* BEGIN MATERIAL TO PROCESS *

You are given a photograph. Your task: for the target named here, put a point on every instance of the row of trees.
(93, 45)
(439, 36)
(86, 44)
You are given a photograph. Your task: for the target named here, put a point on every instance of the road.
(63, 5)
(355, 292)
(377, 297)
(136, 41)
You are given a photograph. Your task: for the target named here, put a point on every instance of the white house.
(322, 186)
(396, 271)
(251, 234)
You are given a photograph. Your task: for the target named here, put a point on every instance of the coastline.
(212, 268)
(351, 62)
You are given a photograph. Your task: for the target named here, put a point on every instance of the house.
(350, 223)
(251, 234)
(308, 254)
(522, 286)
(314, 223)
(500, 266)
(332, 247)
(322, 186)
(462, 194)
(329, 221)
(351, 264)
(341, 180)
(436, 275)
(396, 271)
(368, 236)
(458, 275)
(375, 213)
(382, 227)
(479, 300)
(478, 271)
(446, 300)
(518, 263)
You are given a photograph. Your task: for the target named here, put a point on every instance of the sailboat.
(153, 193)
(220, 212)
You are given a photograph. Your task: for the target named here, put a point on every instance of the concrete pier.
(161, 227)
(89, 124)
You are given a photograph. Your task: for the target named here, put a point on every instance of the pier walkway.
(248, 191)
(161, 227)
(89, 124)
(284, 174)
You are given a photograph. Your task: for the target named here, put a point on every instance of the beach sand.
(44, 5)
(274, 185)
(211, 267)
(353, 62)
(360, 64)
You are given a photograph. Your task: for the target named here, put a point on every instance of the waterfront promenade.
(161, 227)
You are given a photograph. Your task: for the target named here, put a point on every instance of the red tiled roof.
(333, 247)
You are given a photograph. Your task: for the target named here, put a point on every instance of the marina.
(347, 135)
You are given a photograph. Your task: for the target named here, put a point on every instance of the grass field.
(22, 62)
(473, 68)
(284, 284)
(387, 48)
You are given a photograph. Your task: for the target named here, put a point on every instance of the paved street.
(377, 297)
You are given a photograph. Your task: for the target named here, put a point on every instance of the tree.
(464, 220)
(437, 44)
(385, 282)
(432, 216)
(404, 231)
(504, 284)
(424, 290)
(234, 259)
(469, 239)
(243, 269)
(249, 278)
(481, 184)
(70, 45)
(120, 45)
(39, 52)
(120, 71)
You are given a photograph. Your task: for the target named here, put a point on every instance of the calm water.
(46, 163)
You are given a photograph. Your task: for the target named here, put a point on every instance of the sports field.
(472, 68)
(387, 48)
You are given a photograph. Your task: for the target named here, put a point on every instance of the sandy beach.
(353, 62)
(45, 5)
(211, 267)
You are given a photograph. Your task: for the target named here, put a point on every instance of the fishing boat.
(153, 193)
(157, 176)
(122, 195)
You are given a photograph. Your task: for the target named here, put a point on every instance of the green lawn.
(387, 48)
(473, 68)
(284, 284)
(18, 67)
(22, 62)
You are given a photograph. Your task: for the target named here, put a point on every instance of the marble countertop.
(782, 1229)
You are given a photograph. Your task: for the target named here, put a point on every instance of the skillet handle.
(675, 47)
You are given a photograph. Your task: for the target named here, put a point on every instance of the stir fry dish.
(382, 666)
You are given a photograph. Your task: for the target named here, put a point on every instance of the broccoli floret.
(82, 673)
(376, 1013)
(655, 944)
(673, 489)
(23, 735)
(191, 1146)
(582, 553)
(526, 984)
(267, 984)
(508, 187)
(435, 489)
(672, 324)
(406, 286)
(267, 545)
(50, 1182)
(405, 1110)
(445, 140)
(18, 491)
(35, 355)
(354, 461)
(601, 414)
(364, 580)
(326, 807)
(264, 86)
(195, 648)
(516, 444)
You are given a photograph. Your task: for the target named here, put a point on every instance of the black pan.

* END MATERIAL TO PROCESS *

_WHAT YOU HAVE TO DO_
Print the object pointing data above verbatim, keeping every line in its original order.

_PROBLEM SOLUTION_
You are given a photograph. Your task: for the target named here, put a point on every instance of the row of trees.
(93, 45)
(439, 36)
(86, 44)
You are given a photograph. Your task: for the target named here, put a point on every instance of the road.
(63, 5)
(355, 292)
(377, 297)
(136, 41)
You are given a photograph. Your task: for the target named here, put a point on every instance of the white house.
(322, 186)
(396, 271)
(251, 234)
You are given a photograph. Your task: for the target named here, put a point on every instance of the coastline.
(212, 268)
(351, 62)
You are given a photograph. Your task: for the target named here, put a point on every instance of the house.
(350, 223)
(251, 234)
(308, 254)
(522, 286)
(314, 223)
(500, 266)
(332, 247)
(322, 186)
(462, 194)
(329, 221)
(351, 264)
(341, 180)
(436, 275)
(396, 271)
(368, 236)
(458, 275)
(375, 213)
(382, 227)
(479, 300)
(478, 271)
(446, 300)
(518, 263)
You are given a photograph. Your task: for the target named here, put a point on every instance of the sailboat.
(153, 193)
(220, 212)
You are given a photograph. Your task: for the target named here, put a point on every instance of the concrete pier.
(161, 227)
(89, 124)
You are given a photograph. Your task: for the target named here, put a point on every instance of the pier walkway.
(248, 191)
(161, 227)
(89, 124)
(284, 174)
You are given a photograph. Your task: for the target named here, put a point on every instance of the beach sand.
(44, 5)
(274, 185)
(211, 267)
(353, 62)
(360, 64)
You are given a photograph. Your task: for the target named here, put a point on every instance of the waterfront promenade.
(161, 227)
You are given a photograph. Your task: for the target named here, put a point on every instance of the red tiled roof.
(333, 247)
You are given a photograph. Your task: for the target named here, put a point on every instance of the marina.
(347, 135)
You are given a photograph. Your task: for the target named here, put a point on every instance of the grass field.
(22, 62)
(473, 68)
(284, 284)
(387, 48)
You are given a photograph. Your task: for the target named here, put a point on every instance of the paved street.
(377, 297)
You are given a photograph. Your task: for the target named here, put a point on every instance of the tree.
(464, 220)
(437, 44)
(385, 282)
(432, 216)
(404, 231)
(504, 284)
(424, 290)
(234, 259)
(469, 239)
(243, 269)
(249, 278)
(481, 184)
(70, 45)
(120, 45)
(39, 52)
(120, 71)
You are given a photograph. Your task: for the target named here, put a point on every instance of the calm water.
(46, 163)
You are given a photograph. Your task: for the target named here, put a point on every instance of the sports field.
(472, 68)
(387, 48)
You are given a photograph. Your task: for the target named here, put a point on every instance of the sandy beach.
(353, 62)
(45, 5)
(211, 267)
You are given a photograph. Your task: for the target named here, put a point on every instance of the fishing boat.
(153, 193)
(157, 176)
(122, 195)
You are given a photograph. Your task: for the target named here, put a point on every instance of the green lawn.
(387, 48)
(473, 68)
(284, 284)
(18, 67)
(22, 62)
You are given a photograph. Your task: for the target named here, put a point on every instance of the marble countertop.
(782, 1229)
You are given a photograph. Your task: for the target named here, put a point on every instance of the skillet handle.
(675, 47)
You are given a photograph. Your task: for the target named here, put a point on every instance of the stir fry dish.
(382, 666)
You are given a photograph. Your task: for the target named here, put a point on every instance of the broccoli floret.
(82, 673)
(376, 1013)
(655, 944)
(673, 489)
(23, 735)
(191, 1146)
(582, 553)
(526, 984)
(267, 984)
(508, 187)
(435, 489)
(672, 324)
(406, 286)
(267, 545)
(50, 1182)
(405, 1110)
(445, 140)
(18, 491)
(35, 355)
(354, 461)
(601, 414)
(364, 580)
(326, 807)
(264, 86)
(195, 648)
(516, 444)
You are given a photograph. Your task: for the target named here, put a point on every instance of the black pan.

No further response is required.